QUOTED PASSAGE:
Corporations ain't people

The high court upholds the state’s century-old corporate contribution limits, a rebuff of the U.S. Supreme Court decision that allowed businesses to spend as freely as individuals in campaigns.

Corporations are people, my friend — Mitt Romney, 8/11
Corporations ain’t people

If they were your neighbors, they’d borrow your lawn mower for a year then claim ownership by right of possession when you asked for it back—although they’d probably offer to lease it back to you so they can write it off their taxes as a business expense.

 

They’d disconnect their house from the city sewer to reduce overhead and outsource their toilets straight into your yard. 

 

Complain about them, and they’ll sue you for libel. Hire a lawyer, and they’ll get the cesspool they made of your lawn declared a wetland. Beat them, and they’ll spend whatever it takes to elect someone who will change the rules of the game.

 

They’re corporations. Delicate, unique persons under the law, with true human rights and in theory, responsibilities. If they commit crimes, they can be prosecuted, just like you and me.

 

But if I harm someone, I go to jail. Who, exactly goes to jail when a corporation robs, steals, destroys, kills? 

 

No one, usually. For that is the magic of the corporation: limited liability. Shareholders aren’t responsible, nor is the CEO—unless he or she personally pulled the trigger and a prosecutor can convince a jury of their guilt.

DIRECTION 1: According to the piece on corporations, what is the magic of the corporation?

TASK DATA:

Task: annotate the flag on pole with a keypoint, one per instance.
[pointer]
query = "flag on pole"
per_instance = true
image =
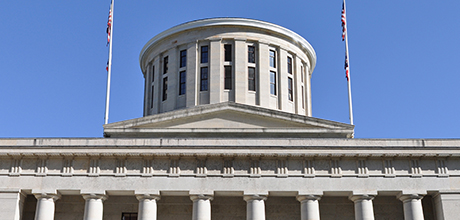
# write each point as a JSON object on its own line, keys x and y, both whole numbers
{"x": 344, "y": 22}
{"x": 109, "y": 24}
{"x": 346, "y": 67}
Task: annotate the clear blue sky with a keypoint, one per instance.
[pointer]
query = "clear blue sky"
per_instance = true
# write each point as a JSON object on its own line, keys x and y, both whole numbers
{"x": 404, "y": 61}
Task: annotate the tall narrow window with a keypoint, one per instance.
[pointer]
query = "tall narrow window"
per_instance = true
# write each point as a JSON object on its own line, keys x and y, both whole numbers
{"x": 129, "y": 216}
{"x": 153, "y": 74}
{"x": 182, "y": 82}
{"x": 228, "y": 77}
{"x": 303, "y": 98}
{"x": 272, "y": 59}
{"x": 252, "y": 79}
{"x": 152, "y": 97}
{"x": 251, "y": 54}
{"x": 183, "y": 58}
{"x": 301, "y": 73}
{"x": 165, "y": 65}
{"x": 228, "y": 52}
{"x": 272, "y": 83}
{"x": 204, "y": 54}
{"x": 204, "y": 79}
{"x": 165, "y": 88}
{"x": 289, "y": 65}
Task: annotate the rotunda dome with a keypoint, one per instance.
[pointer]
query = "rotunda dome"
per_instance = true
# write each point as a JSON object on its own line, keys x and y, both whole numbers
{"x": 218, "y": 60}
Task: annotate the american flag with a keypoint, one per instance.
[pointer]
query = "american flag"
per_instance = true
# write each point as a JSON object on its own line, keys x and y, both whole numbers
{"x": 346, "y": 67}
{"x": 344, "y": 22}
{"x": 109, "y": 24}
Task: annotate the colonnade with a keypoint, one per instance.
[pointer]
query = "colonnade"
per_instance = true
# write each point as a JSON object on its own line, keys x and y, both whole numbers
{"x": 255, "y": 209}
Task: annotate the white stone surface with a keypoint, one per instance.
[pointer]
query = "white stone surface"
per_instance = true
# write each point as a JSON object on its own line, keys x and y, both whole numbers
{"x": 11, "y": 204}
{"x": 364, "y": 209}
{"x": 147, "y": 206}
{"x": 412, "y": 204}
{"x": 309, "y": 207}
{"x": 45, "y": 206}
{"x": 255, "y": 209}
{"x": 447, "y": 205}
{"x": 94, "y": 208}
{"x": 201, "y": 207}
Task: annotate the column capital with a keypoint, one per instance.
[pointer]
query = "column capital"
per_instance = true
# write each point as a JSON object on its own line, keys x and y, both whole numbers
{"x": 201, "y": 197}
{"x": 361, "y": 197}
{"x": 94, "y": 196}
{"x": 254, "y": 197}
{"x": 54, "y": 196}
{"x": 145, "y": 196}
{"x": 302, "y": 198}
{"x": 408, "y": 197}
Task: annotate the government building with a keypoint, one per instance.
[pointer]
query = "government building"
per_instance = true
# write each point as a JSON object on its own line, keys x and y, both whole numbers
{"x": 228, "y": 133}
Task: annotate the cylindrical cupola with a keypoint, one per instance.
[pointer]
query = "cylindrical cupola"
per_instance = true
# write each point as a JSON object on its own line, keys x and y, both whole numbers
{"x": 217, "y": 60}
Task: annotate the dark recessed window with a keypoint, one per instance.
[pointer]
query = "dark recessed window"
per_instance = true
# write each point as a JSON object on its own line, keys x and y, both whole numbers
{"x": 252, "y": 79}
{"x": 303, "y": 98}
{"x": 152, "y": 98}
{"x": 165, "y": 65}
{"x": 272, "y": 59}
{"x": 251, "y": 54}
{"x": 289, "y": 65}
{"x": 272, "y": 83}
{"x": 204, "y": 54}
{"x": 182, "y": 82}
{"x": 228, "y": 52}
{"x": 183, "y": 58}
{"x": 129, "y": 216}
{"x": 204, "y": 79}
{"x": 301, "y": 73}
{"x": 228, "y": 77}
{"x": 165, "y": 88}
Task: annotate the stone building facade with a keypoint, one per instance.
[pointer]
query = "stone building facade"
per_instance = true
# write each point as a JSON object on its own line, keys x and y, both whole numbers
{"x": 228, "y": 144}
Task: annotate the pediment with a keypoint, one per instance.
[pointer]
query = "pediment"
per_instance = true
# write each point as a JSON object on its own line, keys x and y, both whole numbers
{"x": 226, "y": 119}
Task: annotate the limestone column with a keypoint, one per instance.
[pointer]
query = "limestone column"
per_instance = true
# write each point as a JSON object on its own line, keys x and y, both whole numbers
{"x": 45, "y": 206}
{"x": 364, "y": 209}
{"x": 94, "y": 206}
{"x": 201, "y": 207}
{"x": 412, "y": 205}
{"x": 255, "y": 209}
{"x": 309, "y": 207}
{"x": 447, "y": 204}
{"x": 11, "y": 204}
{"x": 147, "y": 206}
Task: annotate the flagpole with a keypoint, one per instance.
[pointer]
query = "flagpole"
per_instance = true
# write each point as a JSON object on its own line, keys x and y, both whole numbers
{"x": 109, "y": 67}
{"x": 350, "y": 106}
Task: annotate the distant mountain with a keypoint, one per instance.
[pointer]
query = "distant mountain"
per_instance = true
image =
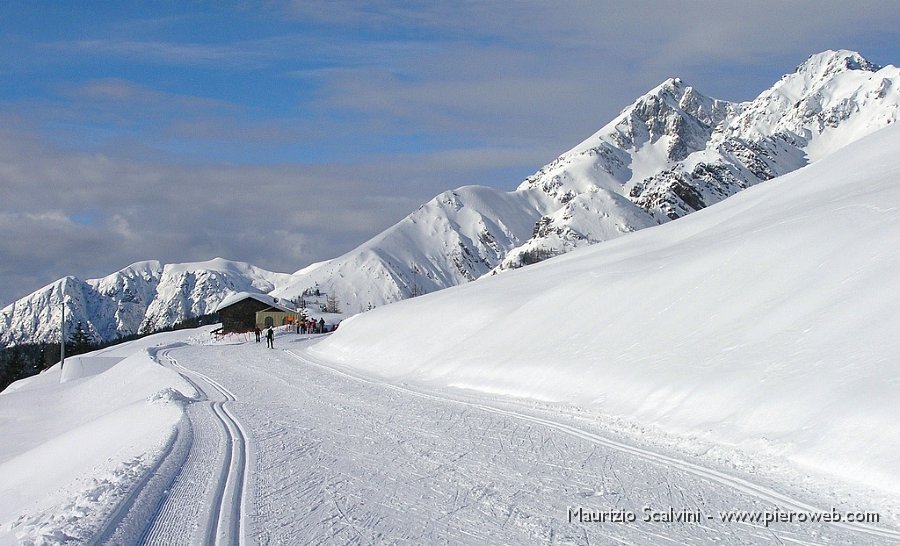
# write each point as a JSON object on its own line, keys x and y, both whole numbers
{"x": 142, "y": 297}
{"x": 675, "y": 151}
{"x": 672, "y": 152}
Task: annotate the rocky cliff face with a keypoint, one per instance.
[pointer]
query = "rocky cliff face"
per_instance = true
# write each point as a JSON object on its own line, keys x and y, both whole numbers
{"x": 674, "y": 151}
{"x": 141, "y": 297}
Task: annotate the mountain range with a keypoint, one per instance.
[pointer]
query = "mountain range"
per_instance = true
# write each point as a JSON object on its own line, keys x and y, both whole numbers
{"x": 672, "y": 152}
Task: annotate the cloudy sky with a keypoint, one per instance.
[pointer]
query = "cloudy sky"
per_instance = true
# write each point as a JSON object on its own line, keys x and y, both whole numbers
{"x": 283, "y": 133}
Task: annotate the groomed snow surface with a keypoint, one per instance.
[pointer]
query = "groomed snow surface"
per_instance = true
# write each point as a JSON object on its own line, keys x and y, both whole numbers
{"x": 742, "y": 358}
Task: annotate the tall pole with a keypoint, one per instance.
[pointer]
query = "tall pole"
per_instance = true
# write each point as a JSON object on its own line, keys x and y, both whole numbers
{"x": 62, "y": 329}
{"x": 62, "y": 338}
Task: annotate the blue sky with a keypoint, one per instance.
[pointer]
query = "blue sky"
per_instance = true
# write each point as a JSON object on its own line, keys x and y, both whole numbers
{"x": 282, "y": 133}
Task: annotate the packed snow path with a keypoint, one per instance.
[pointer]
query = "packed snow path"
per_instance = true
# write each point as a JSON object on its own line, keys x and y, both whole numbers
{"x": 286, "y": 450}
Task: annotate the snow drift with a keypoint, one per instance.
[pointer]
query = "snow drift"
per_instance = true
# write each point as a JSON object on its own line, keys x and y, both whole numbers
{"x": 768, "y": 321}
{"x": 73, "y": 449}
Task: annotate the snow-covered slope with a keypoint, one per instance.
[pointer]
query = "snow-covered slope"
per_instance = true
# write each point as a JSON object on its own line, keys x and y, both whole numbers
{"x": 456, "y": 237}
{"x": 142, "y": 297}
{"x": 76, "y": 441}
{"x": 672, "y": 152}
{"x": 767, "y": 323}
{"x": 675, "y": 151}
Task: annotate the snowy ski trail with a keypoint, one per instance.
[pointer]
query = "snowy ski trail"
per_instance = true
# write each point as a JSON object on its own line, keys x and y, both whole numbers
{"x": 289, "y": 449}
{"x": 738, "y": 483}
{"x": 203, "y": 502}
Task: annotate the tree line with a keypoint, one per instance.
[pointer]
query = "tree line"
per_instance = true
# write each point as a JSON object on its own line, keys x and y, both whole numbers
{"x": 21, "y": 361}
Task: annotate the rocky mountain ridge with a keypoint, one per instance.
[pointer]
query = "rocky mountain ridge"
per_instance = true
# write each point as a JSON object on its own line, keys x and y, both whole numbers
{"x": 674, "y": 151}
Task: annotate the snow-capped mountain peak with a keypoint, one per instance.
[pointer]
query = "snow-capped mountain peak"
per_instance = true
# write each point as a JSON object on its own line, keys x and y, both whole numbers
{"x": 144, "y": 296}
{"x": 670, "y": 153}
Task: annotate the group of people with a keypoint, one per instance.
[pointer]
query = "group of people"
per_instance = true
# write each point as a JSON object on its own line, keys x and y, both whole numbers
{"x": 304, "y": 326}
{"x": 270, "y": 336}
{"x": 310, "y": 326}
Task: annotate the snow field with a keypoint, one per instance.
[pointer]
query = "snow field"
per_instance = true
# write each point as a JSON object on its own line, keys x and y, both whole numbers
{"x": 73, "y": 451}
{"x": 765, "y": 324}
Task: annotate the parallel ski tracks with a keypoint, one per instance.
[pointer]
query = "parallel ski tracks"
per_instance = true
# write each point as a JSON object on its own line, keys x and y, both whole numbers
{"x": 224, "y": 521}
{"x": 745, "y": 486}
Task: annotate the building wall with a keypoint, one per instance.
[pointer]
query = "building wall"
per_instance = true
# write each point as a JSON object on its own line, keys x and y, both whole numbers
{"x": 279, "y": 318}
{"x": 241, "y": 317}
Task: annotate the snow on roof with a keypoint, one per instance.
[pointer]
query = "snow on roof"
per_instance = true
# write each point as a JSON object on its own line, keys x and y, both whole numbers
{"x": 280, "y": 304}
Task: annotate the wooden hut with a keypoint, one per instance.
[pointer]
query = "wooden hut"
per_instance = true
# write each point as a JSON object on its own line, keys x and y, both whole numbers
{"x": 238, "y": 312}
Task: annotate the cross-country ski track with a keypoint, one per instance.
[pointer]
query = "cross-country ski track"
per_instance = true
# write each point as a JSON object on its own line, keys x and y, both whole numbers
{"x": 283, "y": 448}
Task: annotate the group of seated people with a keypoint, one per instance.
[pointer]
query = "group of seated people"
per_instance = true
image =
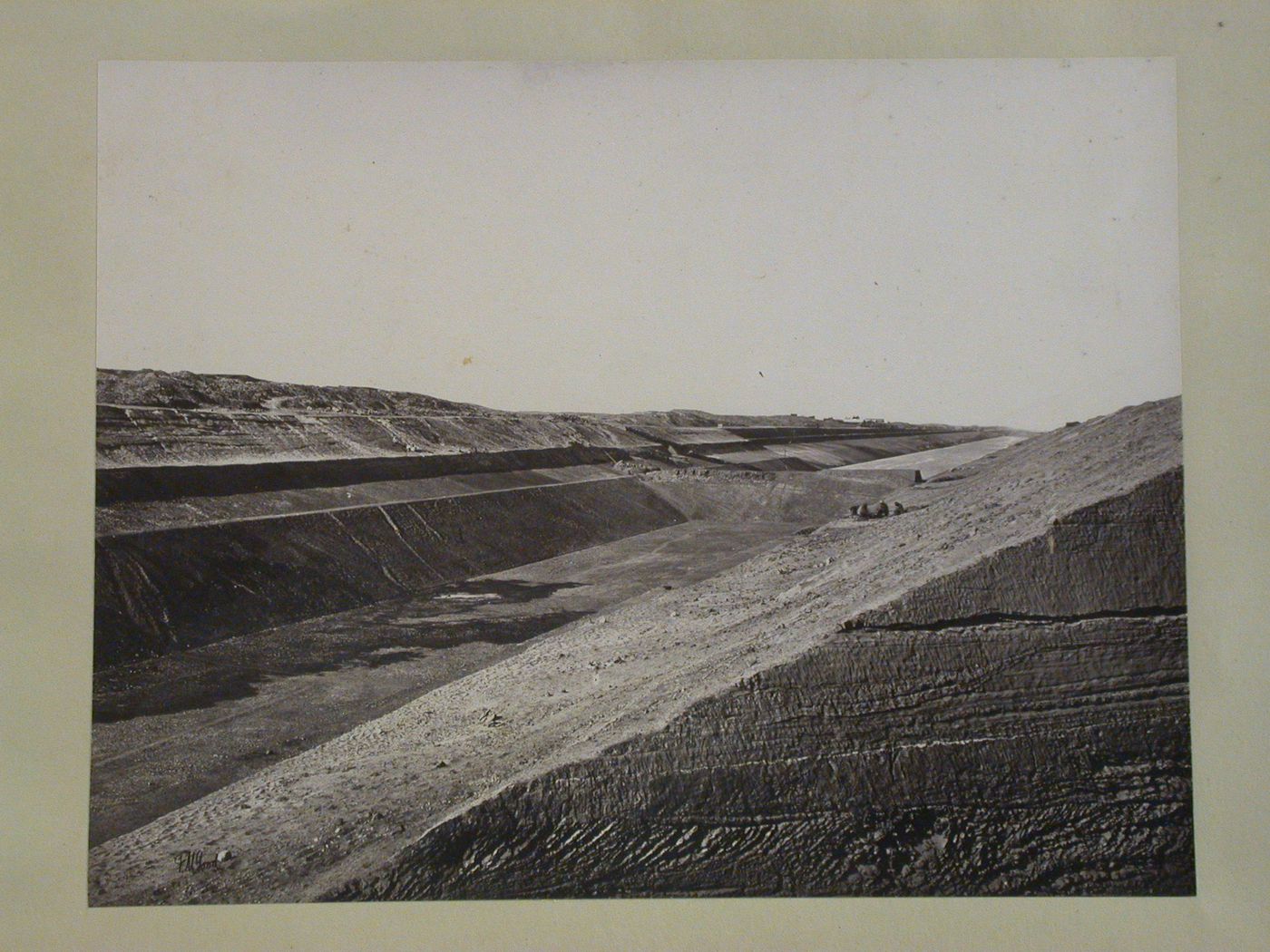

DIRECTION 2: Copy everything in the records from the line containing "Task: annotate the cross-country" down to the end of the records, leaving out the pictures.

EXERCISE ANSWER 1: Limited liability.

EXERCISE ANSWER 2:
Task: annotate the cross-country ski track with a keypoint, one per instance.
[pointer]
query = "cross-country ski track"
per_instance = true
# write each point as a JSON object on its own line, keys x and y, both whole numbers
{"x": 283, "y": 448}
Task: annotate the group of seated people with a keypoint, one per instance.
[pointer]
query = "group of seated people"
per_instance = true
image =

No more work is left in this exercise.